__Given task__. List each line of the material below that contains the word "ridge".

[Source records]
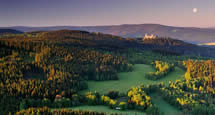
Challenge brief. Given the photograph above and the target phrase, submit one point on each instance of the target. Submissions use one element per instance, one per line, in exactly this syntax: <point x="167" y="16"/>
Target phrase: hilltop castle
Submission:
<point x="152" y="36"/>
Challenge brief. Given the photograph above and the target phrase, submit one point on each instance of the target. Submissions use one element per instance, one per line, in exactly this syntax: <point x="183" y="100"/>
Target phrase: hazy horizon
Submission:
<point x="42" y="13"/>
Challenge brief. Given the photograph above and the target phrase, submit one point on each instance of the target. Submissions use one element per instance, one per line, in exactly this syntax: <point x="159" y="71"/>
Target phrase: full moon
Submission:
<point x="195" y="10"/>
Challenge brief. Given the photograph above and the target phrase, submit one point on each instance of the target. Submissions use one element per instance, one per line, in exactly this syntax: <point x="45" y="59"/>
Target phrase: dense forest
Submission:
<point x="41" y="71"/>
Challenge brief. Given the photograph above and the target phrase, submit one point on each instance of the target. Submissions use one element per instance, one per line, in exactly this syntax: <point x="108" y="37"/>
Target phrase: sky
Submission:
<point x="107" y="12"/>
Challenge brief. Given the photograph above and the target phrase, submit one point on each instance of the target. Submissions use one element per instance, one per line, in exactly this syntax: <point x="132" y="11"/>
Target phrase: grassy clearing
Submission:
<point x="106" y="109"/>
<point x="134" y="78"/>
<point x="164" y="106"/>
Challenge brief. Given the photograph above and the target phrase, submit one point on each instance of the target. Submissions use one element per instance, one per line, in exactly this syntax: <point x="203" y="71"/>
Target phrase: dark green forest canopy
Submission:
<point x="42" y="65"/>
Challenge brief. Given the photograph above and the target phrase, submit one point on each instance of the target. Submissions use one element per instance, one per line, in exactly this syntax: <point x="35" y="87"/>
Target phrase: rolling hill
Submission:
<point x="188" y="34"/>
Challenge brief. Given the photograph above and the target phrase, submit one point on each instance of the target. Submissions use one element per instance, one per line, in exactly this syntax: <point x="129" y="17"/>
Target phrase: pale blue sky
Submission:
<point x="106" y="12"/>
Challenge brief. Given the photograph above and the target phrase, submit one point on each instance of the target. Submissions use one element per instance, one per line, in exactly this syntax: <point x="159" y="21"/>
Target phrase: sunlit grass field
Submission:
<point x="130" y="79"/>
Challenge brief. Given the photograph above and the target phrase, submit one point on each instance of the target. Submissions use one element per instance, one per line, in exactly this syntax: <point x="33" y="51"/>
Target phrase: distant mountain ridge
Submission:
<point x="188" y="34"/>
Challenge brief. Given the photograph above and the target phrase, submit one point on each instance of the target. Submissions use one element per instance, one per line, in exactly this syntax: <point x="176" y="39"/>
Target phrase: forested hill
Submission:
<point x="111" y="42"/>
<point x="10" y="31"/>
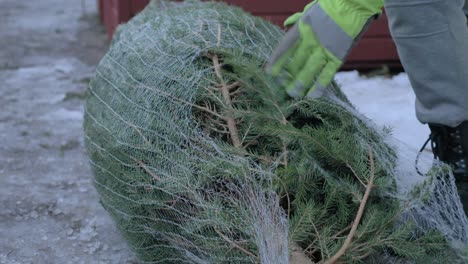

__Written response__.
Target phrase: distant mountain ridge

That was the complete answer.